> Given instruction:
Print exactly, and only, the lines running from the line containing "Task: point to each instance of the red-tipped" through the end of the records below.

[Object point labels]
..........
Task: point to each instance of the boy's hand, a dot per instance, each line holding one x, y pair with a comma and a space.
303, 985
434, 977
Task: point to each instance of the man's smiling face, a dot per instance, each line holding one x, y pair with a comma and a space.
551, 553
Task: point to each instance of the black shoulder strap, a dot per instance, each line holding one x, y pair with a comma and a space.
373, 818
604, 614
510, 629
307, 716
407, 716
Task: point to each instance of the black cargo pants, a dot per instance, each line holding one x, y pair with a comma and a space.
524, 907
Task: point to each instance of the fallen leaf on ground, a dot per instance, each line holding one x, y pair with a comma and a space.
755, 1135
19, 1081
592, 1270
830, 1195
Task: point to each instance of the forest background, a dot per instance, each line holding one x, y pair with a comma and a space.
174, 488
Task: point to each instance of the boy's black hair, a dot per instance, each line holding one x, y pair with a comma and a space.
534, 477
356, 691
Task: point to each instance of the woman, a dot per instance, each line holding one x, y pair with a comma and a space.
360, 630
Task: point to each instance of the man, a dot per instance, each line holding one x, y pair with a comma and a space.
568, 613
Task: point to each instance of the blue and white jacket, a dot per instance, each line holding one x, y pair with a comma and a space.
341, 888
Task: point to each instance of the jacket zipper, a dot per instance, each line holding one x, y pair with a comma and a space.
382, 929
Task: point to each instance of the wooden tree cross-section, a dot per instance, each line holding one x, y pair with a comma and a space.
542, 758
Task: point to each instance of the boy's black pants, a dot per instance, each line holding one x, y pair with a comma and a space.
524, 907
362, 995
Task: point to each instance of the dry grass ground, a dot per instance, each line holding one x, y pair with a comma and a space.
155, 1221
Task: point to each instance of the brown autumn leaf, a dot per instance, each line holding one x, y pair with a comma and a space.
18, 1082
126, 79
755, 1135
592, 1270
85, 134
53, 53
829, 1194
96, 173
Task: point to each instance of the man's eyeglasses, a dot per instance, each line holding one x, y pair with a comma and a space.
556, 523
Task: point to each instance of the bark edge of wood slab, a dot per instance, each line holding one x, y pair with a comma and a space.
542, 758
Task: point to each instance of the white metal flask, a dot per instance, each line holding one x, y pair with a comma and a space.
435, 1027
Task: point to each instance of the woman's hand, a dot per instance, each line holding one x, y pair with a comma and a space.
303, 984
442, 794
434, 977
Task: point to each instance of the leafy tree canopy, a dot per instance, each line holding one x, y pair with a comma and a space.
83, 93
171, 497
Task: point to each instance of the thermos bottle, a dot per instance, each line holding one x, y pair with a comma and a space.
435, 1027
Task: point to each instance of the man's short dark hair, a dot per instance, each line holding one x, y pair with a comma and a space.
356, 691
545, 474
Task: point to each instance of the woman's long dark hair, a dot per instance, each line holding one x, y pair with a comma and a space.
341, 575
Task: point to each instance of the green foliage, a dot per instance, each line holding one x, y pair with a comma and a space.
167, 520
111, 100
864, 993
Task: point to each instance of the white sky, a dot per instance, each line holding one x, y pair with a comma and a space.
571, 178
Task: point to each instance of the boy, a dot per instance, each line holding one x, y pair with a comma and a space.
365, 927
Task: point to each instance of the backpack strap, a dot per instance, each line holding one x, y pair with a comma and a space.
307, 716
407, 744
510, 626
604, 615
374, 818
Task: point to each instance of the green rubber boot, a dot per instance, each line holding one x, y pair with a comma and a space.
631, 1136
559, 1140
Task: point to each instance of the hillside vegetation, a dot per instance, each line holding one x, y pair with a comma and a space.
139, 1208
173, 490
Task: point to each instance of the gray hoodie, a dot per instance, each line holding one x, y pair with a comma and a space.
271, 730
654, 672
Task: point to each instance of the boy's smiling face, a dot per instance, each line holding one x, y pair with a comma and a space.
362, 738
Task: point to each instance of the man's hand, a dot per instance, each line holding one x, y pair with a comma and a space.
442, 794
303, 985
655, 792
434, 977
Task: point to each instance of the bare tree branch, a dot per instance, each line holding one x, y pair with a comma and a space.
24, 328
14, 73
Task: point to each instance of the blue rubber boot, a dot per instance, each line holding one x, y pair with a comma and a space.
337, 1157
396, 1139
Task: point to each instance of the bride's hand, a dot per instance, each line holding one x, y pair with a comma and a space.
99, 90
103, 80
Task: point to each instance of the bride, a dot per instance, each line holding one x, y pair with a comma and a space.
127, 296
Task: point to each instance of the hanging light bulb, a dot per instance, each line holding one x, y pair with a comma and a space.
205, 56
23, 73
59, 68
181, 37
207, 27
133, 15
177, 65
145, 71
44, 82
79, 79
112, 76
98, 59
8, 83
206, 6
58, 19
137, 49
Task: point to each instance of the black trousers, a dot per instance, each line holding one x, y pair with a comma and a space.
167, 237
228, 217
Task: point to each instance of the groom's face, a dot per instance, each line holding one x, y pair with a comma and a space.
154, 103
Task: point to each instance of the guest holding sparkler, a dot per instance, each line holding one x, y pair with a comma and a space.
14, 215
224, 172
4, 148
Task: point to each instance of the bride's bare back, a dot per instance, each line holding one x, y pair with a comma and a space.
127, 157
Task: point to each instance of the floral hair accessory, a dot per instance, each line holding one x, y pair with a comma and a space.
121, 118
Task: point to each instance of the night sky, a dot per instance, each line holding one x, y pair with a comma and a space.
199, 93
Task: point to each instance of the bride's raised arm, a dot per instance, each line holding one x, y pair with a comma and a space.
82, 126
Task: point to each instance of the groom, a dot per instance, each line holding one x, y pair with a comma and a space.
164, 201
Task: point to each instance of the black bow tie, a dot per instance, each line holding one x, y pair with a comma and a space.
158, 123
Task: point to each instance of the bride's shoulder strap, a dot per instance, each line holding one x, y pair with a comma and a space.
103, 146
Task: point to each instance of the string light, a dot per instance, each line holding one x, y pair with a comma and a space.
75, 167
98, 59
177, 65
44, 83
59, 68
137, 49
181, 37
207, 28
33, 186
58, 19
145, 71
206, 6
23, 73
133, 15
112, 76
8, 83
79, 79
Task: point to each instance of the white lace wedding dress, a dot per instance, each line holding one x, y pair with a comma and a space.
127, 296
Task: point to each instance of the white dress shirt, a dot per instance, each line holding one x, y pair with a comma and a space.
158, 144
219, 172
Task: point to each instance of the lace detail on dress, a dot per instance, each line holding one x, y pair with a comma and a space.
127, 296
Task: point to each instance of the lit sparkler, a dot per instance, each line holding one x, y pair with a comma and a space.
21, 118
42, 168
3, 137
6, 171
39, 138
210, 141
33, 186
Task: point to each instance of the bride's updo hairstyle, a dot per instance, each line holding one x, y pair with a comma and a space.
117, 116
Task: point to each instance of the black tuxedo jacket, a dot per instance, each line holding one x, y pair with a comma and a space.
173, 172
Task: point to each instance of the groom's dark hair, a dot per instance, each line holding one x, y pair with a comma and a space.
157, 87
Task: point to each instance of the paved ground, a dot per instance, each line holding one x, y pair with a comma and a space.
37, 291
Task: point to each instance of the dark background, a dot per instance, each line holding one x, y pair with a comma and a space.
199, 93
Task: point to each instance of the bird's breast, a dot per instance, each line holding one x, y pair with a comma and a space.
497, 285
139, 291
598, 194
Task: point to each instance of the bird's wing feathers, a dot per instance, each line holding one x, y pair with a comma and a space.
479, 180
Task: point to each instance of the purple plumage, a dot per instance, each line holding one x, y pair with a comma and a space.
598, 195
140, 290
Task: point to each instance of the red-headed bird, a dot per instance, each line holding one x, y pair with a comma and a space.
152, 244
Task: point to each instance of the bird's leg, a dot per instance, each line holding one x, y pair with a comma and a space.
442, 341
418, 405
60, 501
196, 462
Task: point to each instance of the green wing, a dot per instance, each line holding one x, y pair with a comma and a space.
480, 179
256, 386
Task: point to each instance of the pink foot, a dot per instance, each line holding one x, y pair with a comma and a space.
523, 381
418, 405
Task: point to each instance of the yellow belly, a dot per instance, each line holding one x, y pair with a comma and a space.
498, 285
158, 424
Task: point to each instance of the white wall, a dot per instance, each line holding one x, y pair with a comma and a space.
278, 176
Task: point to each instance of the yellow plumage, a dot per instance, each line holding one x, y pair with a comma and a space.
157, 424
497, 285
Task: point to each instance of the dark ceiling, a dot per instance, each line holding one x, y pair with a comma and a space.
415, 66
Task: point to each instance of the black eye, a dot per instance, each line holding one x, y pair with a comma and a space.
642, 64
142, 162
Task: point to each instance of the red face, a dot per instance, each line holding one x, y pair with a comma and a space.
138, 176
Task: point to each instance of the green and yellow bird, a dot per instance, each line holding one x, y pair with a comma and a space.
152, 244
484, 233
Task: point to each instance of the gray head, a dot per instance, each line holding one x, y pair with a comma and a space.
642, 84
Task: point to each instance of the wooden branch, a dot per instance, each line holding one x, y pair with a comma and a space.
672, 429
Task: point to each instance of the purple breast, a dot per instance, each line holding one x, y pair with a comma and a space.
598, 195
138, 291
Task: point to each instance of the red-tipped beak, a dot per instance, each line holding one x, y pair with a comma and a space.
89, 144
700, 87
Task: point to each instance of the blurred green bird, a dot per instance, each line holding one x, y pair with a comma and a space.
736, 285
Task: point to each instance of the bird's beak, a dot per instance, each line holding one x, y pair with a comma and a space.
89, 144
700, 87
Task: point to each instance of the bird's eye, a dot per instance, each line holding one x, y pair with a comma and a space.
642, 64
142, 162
..........
> Expected answer:
Task: point to each instance of the red-tipped beak, a dot per instance, each line holding one x, y pair with a comma and a space.
89, 144
700, 87
Task: point to each instance of the blurred green bird, a dot per instance, each line holding one x, y pair with a comma and a space.
736, 285
Task: point to each instance of the bird's beak, a dot per instance, each line holding one x, y pair with a comma and a space.
89, 144
700, 87
Task: point to each instance of the bird's eye, a dot per instance, each line holding one x, y pair with a comma and a space.
642, 64
142, 162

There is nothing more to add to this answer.